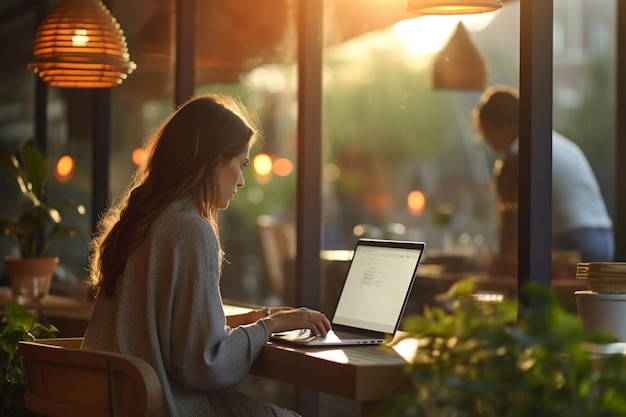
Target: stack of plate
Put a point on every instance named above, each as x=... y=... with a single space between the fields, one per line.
x=603 y=277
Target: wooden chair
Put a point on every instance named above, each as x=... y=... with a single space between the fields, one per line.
x=63 y=380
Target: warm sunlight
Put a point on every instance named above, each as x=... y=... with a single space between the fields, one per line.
x=428 y=34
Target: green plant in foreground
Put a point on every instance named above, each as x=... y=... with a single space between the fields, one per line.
x=16 y=324
x=38 y=225
x=489 y=359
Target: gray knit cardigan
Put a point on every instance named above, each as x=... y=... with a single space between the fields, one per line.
x=167 y=309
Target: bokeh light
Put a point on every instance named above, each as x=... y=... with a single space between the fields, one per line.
x=282 y=167
x=416 y=201
x=262 y=164
x=139 y=156
x=64 y=168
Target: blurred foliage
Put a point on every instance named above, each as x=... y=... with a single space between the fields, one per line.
x=485 y=359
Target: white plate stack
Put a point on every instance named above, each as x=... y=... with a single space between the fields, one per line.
x=603 y=306
x=603 y=277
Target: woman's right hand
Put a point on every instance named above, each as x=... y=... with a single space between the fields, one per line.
x=298 y=318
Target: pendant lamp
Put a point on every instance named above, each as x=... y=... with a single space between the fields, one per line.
x=81 y=45
x=460 y=65
x=448 y=7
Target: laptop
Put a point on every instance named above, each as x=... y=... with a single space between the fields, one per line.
x=375 y=292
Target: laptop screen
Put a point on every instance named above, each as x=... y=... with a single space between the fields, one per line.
x=377 y=286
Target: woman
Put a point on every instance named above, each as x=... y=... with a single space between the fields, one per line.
x=157 y=263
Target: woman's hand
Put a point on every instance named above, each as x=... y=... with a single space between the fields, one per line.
x=297 y=318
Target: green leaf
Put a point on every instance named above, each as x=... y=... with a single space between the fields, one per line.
x=35 y=167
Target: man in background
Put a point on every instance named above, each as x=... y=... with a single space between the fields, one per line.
x=580 y=220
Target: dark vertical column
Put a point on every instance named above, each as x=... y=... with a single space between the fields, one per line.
x=184 y=82
x=309 y=192
x=309 y=218
x=41 y=89
x=620 y=154
x=535 y=225
x=101 y=150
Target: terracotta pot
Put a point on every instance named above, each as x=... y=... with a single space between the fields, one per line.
x=30 y=278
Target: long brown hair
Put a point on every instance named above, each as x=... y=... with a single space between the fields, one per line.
x=184 y=154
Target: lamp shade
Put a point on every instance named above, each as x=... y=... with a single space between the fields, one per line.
x=81 y=45
x=460 y=65
x=448 y=7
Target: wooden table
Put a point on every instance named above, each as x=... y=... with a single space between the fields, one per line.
x=70 y=315
x=367 y=374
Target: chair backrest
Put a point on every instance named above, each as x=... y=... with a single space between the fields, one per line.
x=66 y=381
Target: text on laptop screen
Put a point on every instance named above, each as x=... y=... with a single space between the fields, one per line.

- - -

Task details: Please quote all of the entries above word for word, leaving the pictures out of your answer.

Worked answer:
Target: stack of plate
Put a point on every instance named above, each as x=... y=... with a single space between the fields, one per line.
x=603 y=277
Target: wooden chair
Put a point on every instance named above, each as x=... y=... with a single space between the fields, one per line.
x=63 y=380
Target: warm sunlight
Put a point on every instance named above, each as x=... y=... with a single space between the fields, one per line.
x=428 y=34
Target: green plant in foreground
Put a point on every instance named above, each as x=... y=... with a single space between the fields, one per line.
x=16 y=324
x=38 y=225
x=489 y=359
Target: gray knit cardigan
Put a point on every instance named above, each as x=... y=... with a single space between the fields, one per line.
x=167 y=309
Target: bokeh light
Put a point on every instance named above, each as x=... y=... with a single space between the fields, one per line.
x=282 y=167
x=416 y=201
x=262 y=164
x=139 y=156
x=64 y=168
Target: blurred foliage
Put a point on every instance named above, each as x=... y=... with a single space between the fields, one per line.
x=485 y=359
Target: white plate stack
Put a point on every instance named above, each as x=... y=... with a single space between the fields, one per line.
x=603 y=306
x=603 y=277
Target: woman's right hand
Put a point on every instance named above, each as x=... y=... with a single space between the fields, one per line.
x=298 y=318
Target: pendant lamp
Put a point on every instance named above, each as x=... y=... with a single space between the fields, one per line.
x=81 y=45
x=460 y=65
x=448 y=7
Target: laptop
Put a point on every instance named above, each as x=... y=... with a single space between the fields, one per line.
x=375 y=292
Target: laptop screen
Put a point on every instance named above, each as x=... y=... with a single space between the fields, one per line.
x=377 y=286
Target: woman
Put a point on every instance named above, each as x=... y=... with a single space between the fields, one per line.
x=157 y=263
Target: woman's hand
Put a point on every instance named above, each as x=... y=... with a single space between the fields, one per line.
x=297 y=318
Target: green leaf
Put a point on every instance named above, each as x=... y=... with a single space between the fields, one per line.
x=35 y=167
Target: man in background
Put a point on every instance named above, each as x=... y=... with a single space between the fields, one per line.
x=580 y=220
Target: dark vertical column
Put a point on every instance named above, each as x=... y=... with a single space between the fields, one per line.
x=184 y=82
x=309 y=192
x=309 y=218
x=41 y=89
x=620 y=154
x=535 y=225
x=101 y=150
Target: terracotta pot
Put a point on every instance named above, each as x=... y=... with a single space between the fields, one per line.
x=30 y=278
Target: long brown hair
Put a point on every instance named above, each as x=... y=... with a single space between the fields, one per line.
x=184 y=154
Target: lamp shade
Put a point on every instance named above, each as x=... y=... with a single space between the fields, one per line.
x=81 y=45
x=460 y=65
x=448 y=7
Target: wooden table
Put a point on every instance named above, each as x=... y=... with a single space between the fields, one per line.
x=70 y=315
x=367 y=374
Target: chair backrest
Put a point on every instance named above, each as x=... y=... with a single space between the fields, one per line.
x=66 y=381
Target: text on laptop screen
Put a point on every instance named above, each as x=... y=... with a single space between the fields, one per line.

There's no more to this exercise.